## Aufgabe
Welche Personen und Gruppen nennt Palmer im Text über seinen Parteiaustritt, denen er die „wiederkehrenden Stürme der Empörung“ nicht mehr zumuten kann? Zähle alle auf.

## Vorgegebener Text
■ ■ ■ ■ ■

Nach einem Eklat am vergangenen Freitag hatte Tübingens Oberbürgermeister Boris Palmer am Montag seinen Parteiaustritt bei den Grünen erklärt (was passiert ist, lest ihr hier). Zudem wolle er eine „Auszeit“ nehmen. Am Dienstag hat sich Palmer zudem krankgemeldet – wegen eines Atemwegsinfekts, wie es hieß.
Erst am Dienstagnachmittag teilte Palmer mit, wie seine Pläne konkret aussehen: Pause ja, aber erst im Juni. Dann wolle er sich auch professionelle Hilfe suchen, unterrichtete Palmer in einem Schreiben die Beschäftigten der Tübinger Stadtverwaltung.
Boris Palmer will wieder Termine wahrnehmen – aber nichts mit Streit-Potenzial
Sobald seine Infektion abgeklungen ist, will er demnach bis zum Beginn seiner Auszeit wieder als Oberbürgermeister arbeiten. Palmer kündigte an, dann auch öffentliche Termine und die Leitung von Gemeinderatssitzungen bis Ende Mai wieder zu übernehmen.
Verzichten wolle Palmer allerdings auf die Teilnahme an Veranstaltungen, die Anlass zur Konfrontation bieten könnten. Weitere Details nannte die Stadt nicht.
Palmer: „So geht es nicht weiter“
Bereits am Dienstagmorgen hatte Palmer eine Stellungnahme veröffentlicht. Sie endete mit den Worten: „Eines ist mir klar: So geht es nicht weiter. Die wiederkehrenden Stürme der Empörung kann ich meiner Familie, meinen Freunden und Unterstützern, den Mitarbeitern in der Stadtverwaltung, dem Gemeinderat und der Stadtgesellschaft insgesamt nicht mehr zumuten.“
Zuvor hatte er zudem eingestanden, er habe als Oberbürgermeister „niemals so reden dürfen“.
Boris Palmer spricht N-Wort auf Konferenz aus
Auf einer Migrationskonferenz in Frankfurt am Main war es am Freitag zum Eklat gekommen. Er sollte einen Vortrag zu seinem Ansatz in der Migrationspolitik halten.
Palmer hatte auf der Bühne erklärt, warum er das N-Wort ausspreche. Der Moderator der Veranstaltung brach daraufhin seine Moderation ab und betonte, er könne und werde nicht weiterarbeiten, wenn jemand solche Thesen verbreite.

■ ■ ■ ■ ■

## Erfasste Zeilen
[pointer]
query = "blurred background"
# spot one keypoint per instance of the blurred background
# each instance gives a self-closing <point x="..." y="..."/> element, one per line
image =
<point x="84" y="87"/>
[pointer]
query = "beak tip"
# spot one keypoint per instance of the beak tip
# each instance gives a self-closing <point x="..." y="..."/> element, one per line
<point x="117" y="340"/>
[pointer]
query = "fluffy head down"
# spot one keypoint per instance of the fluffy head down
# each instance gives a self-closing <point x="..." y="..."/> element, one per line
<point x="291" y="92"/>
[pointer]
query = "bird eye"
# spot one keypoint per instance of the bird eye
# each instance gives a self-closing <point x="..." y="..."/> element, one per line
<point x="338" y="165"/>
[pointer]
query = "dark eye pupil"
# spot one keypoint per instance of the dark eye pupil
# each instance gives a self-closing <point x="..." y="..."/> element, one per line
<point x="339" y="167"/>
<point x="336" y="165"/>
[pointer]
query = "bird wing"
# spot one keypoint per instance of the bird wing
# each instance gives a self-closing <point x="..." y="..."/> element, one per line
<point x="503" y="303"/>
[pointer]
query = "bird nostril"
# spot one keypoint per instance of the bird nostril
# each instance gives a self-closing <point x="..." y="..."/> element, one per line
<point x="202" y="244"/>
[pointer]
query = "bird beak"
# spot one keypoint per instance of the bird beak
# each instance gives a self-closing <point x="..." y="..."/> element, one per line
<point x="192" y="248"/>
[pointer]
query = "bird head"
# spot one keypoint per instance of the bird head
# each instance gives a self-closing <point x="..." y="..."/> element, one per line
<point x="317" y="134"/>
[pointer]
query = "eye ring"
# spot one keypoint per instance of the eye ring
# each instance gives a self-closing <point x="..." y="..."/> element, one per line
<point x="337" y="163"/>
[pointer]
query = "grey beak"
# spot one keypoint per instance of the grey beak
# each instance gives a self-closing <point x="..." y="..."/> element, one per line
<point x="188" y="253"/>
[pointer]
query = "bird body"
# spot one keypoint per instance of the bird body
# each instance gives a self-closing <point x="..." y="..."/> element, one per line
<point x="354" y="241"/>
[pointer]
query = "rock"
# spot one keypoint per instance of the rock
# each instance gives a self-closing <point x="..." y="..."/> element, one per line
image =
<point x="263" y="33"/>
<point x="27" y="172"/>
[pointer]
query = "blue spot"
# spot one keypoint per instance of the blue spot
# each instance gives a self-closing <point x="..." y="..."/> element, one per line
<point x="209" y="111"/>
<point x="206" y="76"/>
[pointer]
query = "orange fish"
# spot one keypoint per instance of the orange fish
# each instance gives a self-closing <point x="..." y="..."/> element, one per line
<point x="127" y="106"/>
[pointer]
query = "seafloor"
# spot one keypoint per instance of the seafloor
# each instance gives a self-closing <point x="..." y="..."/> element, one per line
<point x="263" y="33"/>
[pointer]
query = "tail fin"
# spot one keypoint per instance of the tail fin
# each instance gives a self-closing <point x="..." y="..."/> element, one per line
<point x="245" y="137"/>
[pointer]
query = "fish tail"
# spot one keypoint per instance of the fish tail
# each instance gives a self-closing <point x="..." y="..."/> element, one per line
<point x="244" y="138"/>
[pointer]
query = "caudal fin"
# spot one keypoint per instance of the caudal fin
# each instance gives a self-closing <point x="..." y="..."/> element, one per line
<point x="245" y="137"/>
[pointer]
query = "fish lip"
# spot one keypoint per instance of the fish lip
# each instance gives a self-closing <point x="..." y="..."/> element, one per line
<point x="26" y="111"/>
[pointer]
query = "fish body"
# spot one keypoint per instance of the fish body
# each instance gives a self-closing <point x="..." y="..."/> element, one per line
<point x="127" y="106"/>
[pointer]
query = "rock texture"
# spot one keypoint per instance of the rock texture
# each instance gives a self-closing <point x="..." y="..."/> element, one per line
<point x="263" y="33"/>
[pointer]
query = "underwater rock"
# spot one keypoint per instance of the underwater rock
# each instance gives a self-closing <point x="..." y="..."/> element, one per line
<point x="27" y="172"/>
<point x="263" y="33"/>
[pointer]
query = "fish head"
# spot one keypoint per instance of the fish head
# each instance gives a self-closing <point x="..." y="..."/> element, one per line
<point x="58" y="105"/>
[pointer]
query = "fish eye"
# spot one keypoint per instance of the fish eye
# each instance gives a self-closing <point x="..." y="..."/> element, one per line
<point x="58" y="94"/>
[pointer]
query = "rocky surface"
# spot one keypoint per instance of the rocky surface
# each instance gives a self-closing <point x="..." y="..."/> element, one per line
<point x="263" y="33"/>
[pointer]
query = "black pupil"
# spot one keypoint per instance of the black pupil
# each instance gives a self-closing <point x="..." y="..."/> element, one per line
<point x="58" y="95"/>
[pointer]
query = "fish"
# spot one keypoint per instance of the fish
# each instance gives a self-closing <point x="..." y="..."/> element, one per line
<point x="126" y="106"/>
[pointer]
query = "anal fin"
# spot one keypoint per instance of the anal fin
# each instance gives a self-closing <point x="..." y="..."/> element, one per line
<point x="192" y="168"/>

■ ■ ■ ■ ■

## Lösung
- seine Familie
- seine Freunde
- seine Unterstützer
- die Mitarbeiter in der Stadtverwaltung
- der Gemeinderat
- die Stadtgesellschaft insgesamt